§ **Problem requirements**: In the forum thread on favorite gym exercises, what does MuscleGauge1 name as a second favorite?

§ **Extract to read**:
— Begin —
# What's your favorite exercise?



## MuscleGauge1 (Feb 10, 2013)

What is your favorite exercise? What is the one thing you look forward to in the gym?


----------



## bdad (Feb 10, 2013)

Deadlifts


----------



## westb51 (Feb 11, 2013)

incline dumbbell press


----------



## cck99352 (Feb 11, 2013)

squats!


----------



## jadean (Feb 11, 2013)

Sissy squats........then maybe close grip bench haha


----------



## WizarD.of.Oz (Feb 11, 2013)

bdad said:


> Deadlifts



deadlifts here too


----------



## dieseljimmy (Feb 11, 2013)

Hip abduction machine... Naw...I like pull ups..


----------



## CaptainNapalm (Feb 11, 2013)

I enjoy pull ups/ pull downs the most.


----------



## MuscleGauge1 (Feb 11, 2013)

These are all great exercises LOL at Hip Aductor machine. That's hilarious I would have to go 
with incline bench press for me I really can feel the burn and it feels so good! That's my fav
for sure and second favorite would be leg press I love to stack 500plus on there and rep it out


----------



## LAM (Feb 11, 2013)

flat bb bench press


----------



## dave 236 (Feb 11, 2013)

Squats, oh and dumbell rows

Sent from my DROID4 using Tapatalk 2


----------



## The Prototype (Feb 11, 2013)

LAM said:


> flat bb bench press



Same here. Surprised more people don't like it.


----------



## natural1 (Feb 12, 2013)

None they all suck!!  but i always feel best after heavy deads and squats


----------



## ChristianCooler (Feb 12, 2013)

Max effort floor presses and deads


----------



## kyle_85 (Feb 12, 2013)

WizarD.of.Oz said:


> deadlifts here too


  Another vote for deadlifts


----------



## MuscleGauge1 (Feb 12, 2013)
— End —
§ **Material provided**:
— Begin —
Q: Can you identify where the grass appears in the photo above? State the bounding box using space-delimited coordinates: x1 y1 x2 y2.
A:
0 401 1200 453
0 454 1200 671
— End —
§ **Output below**: Leg press.